:: Work to complete ::
What is needed is every line, exactly as given, from the line containing "tell me where each hour" through the end of the data below.

:: Records for this exercise ::
*** Begin section ***

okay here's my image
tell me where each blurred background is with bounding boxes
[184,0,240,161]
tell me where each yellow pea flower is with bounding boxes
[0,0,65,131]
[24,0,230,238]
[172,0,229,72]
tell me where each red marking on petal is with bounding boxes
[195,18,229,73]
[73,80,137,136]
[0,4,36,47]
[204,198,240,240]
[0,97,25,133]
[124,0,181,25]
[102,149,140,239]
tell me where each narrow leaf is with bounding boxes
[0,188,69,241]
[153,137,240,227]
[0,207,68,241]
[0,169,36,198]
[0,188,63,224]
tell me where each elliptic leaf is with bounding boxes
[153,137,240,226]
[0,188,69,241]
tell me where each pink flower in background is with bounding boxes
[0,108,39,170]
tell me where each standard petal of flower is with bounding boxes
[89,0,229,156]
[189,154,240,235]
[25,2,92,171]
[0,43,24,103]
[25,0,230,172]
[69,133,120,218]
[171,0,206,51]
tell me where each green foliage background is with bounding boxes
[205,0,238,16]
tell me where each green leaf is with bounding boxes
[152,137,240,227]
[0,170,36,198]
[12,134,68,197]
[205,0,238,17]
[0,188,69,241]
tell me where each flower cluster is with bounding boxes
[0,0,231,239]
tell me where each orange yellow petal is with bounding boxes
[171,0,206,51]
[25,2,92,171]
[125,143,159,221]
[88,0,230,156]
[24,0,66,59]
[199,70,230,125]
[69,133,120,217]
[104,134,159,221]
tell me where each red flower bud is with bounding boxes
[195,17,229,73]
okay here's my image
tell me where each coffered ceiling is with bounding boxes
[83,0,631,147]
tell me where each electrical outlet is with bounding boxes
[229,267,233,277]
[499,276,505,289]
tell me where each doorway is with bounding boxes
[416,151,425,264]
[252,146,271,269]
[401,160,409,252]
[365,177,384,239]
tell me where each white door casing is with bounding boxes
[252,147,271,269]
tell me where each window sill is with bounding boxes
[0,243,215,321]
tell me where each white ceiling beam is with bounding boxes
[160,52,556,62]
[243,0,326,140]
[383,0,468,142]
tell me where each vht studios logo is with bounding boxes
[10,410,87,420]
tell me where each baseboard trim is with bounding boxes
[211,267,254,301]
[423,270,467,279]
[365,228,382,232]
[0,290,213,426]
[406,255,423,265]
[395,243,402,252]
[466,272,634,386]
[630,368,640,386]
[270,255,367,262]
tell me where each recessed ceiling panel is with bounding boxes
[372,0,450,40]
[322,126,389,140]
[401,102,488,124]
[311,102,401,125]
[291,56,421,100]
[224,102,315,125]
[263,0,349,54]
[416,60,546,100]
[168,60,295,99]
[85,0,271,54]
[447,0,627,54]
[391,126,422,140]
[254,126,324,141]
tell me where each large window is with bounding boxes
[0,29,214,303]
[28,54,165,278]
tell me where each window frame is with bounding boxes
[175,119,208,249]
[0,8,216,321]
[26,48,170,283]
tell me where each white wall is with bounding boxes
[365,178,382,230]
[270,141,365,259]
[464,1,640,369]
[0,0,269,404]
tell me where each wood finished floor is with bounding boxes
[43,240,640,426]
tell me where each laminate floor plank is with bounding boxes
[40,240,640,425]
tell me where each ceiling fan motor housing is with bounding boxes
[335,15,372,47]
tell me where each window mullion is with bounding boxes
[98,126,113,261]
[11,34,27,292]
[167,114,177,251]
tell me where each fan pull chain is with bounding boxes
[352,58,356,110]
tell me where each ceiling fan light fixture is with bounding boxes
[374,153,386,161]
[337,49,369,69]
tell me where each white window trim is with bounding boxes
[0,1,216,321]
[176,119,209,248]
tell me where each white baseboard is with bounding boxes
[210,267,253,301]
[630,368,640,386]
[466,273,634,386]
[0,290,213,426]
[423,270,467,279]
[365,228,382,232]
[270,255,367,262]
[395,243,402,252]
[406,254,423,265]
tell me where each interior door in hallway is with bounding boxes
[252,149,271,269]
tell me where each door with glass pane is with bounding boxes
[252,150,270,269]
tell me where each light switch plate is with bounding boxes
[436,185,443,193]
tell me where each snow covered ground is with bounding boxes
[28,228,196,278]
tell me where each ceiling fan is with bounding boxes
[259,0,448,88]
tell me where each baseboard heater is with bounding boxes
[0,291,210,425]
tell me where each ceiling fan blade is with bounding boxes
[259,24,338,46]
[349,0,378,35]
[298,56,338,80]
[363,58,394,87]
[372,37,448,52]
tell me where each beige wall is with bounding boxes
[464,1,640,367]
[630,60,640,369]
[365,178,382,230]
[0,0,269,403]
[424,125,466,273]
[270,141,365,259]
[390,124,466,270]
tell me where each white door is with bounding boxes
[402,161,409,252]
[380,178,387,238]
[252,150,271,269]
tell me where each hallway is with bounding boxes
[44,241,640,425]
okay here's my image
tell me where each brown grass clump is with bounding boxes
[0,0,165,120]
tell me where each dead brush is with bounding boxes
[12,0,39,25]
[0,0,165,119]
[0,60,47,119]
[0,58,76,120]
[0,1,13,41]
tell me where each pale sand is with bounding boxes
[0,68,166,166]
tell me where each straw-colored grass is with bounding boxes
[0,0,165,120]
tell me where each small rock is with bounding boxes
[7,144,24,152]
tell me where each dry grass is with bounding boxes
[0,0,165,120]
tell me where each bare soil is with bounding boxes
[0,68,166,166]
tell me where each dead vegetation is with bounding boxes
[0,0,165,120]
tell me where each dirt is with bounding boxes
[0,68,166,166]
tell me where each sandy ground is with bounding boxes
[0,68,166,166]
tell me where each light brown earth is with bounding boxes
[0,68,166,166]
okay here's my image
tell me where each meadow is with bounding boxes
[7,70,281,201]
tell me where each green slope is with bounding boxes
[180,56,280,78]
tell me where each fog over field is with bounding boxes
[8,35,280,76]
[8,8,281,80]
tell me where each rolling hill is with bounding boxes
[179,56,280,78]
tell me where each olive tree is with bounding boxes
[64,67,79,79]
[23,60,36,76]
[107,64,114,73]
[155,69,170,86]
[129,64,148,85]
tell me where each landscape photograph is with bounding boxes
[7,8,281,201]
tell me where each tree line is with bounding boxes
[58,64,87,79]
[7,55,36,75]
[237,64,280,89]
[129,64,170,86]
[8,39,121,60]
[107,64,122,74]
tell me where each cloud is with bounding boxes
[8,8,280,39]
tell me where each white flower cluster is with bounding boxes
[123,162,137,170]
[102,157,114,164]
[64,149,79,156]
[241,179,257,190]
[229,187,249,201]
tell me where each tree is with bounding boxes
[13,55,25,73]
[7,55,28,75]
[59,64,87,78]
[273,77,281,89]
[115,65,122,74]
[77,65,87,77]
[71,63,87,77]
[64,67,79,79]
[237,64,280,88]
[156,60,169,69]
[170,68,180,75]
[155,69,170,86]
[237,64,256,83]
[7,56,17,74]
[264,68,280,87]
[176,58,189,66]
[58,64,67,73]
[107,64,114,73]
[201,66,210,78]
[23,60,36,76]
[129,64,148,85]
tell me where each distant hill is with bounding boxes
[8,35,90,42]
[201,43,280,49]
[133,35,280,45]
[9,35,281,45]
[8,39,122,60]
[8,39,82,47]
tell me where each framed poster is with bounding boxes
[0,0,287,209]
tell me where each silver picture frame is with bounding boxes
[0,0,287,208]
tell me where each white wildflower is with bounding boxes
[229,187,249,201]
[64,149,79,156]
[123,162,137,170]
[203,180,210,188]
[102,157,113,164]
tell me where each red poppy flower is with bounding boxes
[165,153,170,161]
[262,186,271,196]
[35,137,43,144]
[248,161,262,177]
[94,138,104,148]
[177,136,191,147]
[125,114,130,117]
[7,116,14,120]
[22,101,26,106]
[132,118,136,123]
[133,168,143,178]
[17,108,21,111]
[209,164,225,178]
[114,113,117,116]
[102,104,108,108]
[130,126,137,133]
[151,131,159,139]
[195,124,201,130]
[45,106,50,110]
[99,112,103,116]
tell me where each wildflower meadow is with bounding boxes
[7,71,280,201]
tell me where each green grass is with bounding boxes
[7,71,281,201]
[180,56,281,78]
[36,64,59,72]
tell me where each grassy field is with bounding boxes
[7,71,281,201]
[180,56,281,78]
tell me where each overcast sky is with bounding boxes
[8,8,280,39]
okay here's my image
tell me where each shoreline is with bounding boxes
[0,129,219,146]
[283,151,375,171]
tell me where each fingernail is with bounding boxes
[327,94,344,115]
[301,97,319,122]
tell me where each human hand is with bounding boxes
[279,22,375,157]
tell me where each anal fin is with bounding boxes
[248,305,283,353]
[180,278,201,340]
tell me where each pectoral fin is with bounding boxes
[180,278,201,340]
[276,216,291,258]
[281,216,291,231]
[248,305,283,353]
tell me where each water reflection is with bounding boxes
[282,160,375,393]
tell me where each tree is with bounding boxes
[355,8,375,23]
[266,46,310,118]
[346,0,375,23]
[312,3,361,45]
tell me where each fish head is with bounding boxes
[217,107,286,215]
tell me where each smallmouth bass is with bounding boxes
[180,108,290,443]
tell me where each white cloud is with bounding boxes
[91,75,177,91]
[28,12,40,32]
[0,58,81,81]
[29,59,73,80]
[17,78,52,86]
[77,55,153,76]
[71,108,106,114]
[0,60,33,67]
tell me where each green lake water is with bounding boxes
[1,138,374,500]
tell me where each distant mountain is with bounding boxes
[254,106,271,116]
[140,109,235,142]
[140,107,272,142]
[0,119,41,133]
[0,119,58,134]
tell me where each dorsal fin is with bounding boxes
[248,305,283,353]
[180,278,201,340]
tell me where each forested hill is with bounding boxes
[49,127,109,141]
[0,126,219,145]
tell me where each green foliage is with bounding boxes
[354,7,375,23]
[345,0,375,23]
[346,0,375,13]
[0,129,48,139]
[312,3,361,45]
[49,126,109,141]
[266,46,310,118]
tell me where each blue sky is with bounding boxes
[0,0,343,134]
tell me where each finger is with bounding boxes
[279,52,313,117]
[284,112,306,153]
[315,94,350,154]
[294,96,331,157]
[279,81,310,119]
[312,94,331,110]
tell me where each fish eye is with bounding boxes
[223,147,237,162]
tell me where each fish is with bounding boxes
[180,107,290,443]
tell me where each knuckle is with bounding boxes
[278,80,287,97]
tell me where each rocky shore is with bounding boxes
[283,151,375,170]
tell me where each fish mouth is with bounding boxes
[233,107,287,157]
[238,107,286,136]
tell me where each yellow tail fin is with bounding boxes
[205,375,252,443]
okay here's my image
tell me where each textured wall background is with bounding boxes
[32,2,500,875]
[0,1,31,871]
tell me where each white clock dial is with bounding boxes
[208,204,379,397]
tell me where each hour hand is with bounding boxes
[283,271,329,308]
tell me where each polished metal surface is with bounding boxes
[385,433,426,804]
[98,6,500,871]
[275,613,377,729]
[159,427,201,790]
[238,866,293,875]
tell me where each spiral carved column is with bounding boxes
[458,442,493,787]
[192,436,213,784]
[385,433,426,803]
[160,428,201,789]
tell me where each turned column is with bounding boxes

*** End section ***

:: Task result ::
tell me where each hour hand is with bounding boxes
[283,271,329,308]
tell me where each polished metal surface is with bounding boxes
[385,433,426,804]
[98,6,500,871]
[275,613,377,729]
[159,427,201,790]
[238,866,293,875]
tell me where each spiral carved column is with bounding boxes
[458,442,493,787]
[192,436,213,784]
[385,433,426,803]
[160,428,201,789]
tell me where each turned column is with bounding boxes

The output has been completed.